Natural-language object grounding data:
══════════

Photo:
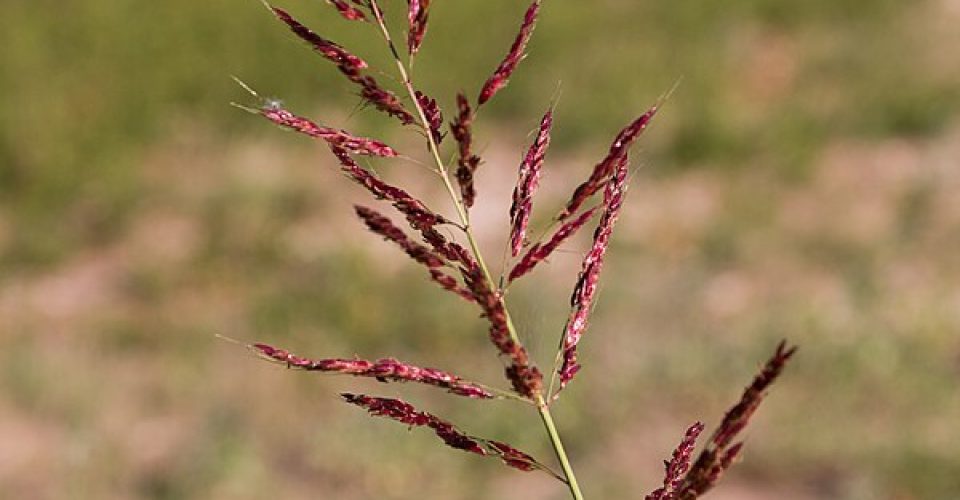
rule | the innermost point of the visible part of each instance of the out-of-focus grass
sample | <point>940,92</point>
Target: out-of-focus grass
<point>86,86</point>
<point>802,187</point>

══════════

_Task instructions_: Produce a verbatim copy of the lines from the one holding "sample | <point>940,92</point>" to the final line of the data, and nothing more.

_Result of the task_:
sample | <point>940,92</point>
Target: out-of-focus grass
<point>86,86</point>
<point>802,187</point>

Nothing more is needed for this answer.